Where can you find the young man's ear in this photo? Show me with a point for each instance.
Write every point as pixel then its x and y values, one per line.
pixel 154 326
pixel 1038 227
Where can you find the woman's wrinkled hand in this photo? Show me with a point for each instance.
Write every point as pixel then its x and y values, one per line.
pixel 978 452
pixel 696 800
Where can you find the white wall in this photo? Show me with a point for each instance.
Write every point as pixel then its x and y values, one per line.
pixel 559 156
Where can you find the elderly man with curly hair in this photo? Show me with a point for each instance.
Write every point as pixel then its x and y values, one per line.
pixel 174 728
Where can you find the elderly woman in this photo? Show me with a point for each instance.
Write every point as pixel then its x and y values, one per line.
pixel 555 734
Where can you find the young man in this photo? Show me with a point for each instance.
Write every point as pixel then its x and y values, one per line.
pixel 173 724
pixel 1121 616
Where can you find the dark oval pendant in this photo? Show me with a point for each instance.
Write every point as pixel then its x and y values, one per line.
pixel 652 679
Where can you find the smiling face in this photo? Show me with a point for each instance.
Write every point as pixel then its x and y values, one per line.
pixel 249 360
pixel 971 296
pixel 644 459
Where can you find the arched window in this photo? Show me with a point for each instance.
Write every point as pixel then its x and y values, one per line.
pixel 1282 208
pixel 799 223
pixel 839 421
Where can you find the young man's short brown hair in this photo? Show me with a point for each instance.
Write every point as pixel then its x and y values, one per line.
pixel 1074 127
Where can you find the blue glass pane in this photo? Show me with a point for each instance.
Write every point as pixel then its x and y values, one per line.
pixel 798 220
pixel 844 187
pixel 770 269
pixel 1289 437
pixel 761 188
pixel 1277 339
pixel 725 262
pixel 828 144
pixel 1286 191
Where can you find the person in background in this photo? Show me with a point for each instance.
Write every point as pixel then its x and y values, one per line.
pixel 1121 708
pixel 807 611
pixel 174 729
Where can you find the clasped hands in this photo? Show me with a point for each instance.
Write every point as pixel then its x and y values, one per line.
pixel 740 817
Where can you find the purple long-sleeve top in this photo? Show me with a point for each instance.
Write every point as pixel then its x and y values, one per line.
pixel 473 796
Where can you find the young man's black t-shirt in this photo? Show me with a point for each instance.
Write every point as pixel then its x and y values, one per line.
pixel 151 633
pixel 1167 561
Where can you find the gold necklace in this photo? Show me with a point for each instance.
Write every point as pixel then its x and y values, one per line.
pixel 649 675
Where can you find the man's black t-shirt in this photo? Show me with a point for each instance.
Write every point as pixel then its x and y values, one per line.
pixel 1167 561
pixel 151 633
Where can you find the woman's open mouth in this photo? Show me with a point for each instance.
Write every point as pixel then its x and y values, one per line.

PROBLEM TO WORK ON
Reproduce the entries exactly as they appear.

RESPONSE AREA
Where can you find the young man's ear in this photo? Show me with a point for each instance.
Write every point as pixel then its x and y values, one per line.
pixel 154 326
pixel 1038 227
Where can you find the woman's wrinkled hand in this photo? Show me with a point for each instance.
Write every point as pixel then its x and y values, one per line.
pixel 978 452
pixel 696 800
Where can you find the white wall in this photo? Show me with a point for each instance.
Write every point as pixel then its x and y values, one per line.
pixel 559 156
Where can you find the elderly man with curly hair in this photo? Show me with a point for each instance.
Write every point as pixel then its x and y values, one per line.
pixel 174 728
Where can you find the elderly woman in this photo? Show me with a point for each instance.
Write every point as pixel then its x and y values, one per line.
pixel 555 734
Where can you find the young man in this photo? Show me with a point for each instance.
Write every point as pixel then its x and y values, one per line.
pixel 173 724
pixel 1121 616
Where can you find the dark oval pendant in this photo? Show me with a point for each instance.
Write every point as pixel then its x and y values, one per line.
pixel 652 679
Where can you find the smiling face in this photo? Show me with a point for each instance.
Write every point as pixel then its x and y values, one per line.
pixel 249 360
pixel 971 296
pixel 644 459
Where can you find the arched window in this photo? Show me with a point for each instance.
Write every point as pixel then its x and y values, one per line.
pixel 1282 208
pixel 799 223
pixel 839 421
Where can you find the young man's short brown hair in this photo? Show me with a point for each instance.
Write every point as pixel then its x and y values, one per line.
pixel 1074 127
Where can you find the blue glass pane in this photo? Show me with a point for each instance.
Write every point as pixel then its x and y values, one per line.
pixel 798 220
pixel 844 187
pixel 770 269
pixel 1289 437
pixel 761 188
pixel 1277 339
pixel 725 262
pixel 828 144
pixel 1286 191
Where can you find the person in background in this photo? Show me with a point for each instance.
Write every point as pixel then its x and y values, one per line.
pixel 1121 708
pixel 807 611
pixel 174 729
Where can you find the clasped hands in this photo? Show me with a point for each instance.
Write every point as pixel then its x and y values, one per line.
pixel 740 817
Where can you find the purple long-sleeve top in this photo? Show me with a point for each instance.
Write every point as pixel then its x and y values, one per line.
pixel 473 796
Where can you find the young man's black t-shirt in this photo? Show me with a point for each instance.
Write every point as pixel then its x and y values, one per line.
pixel 151 633
pixel 1167 561
Where can you find the gold necklace in this photo? Show me with a point for each instance.
Write every point as pixel then its x and y values, one per line.
pixel 649 675
Where can you find the man's black t-shirt in this photo? Show me with a point for each instance.
Write every point as pixel then its x and y values, one per line.
pixel 1167 561
pixel 151 633
Where can you find the woman's open mouth in this photo? Show me with a point for each instance.
Write every point as pixel then its x and y values, one per line.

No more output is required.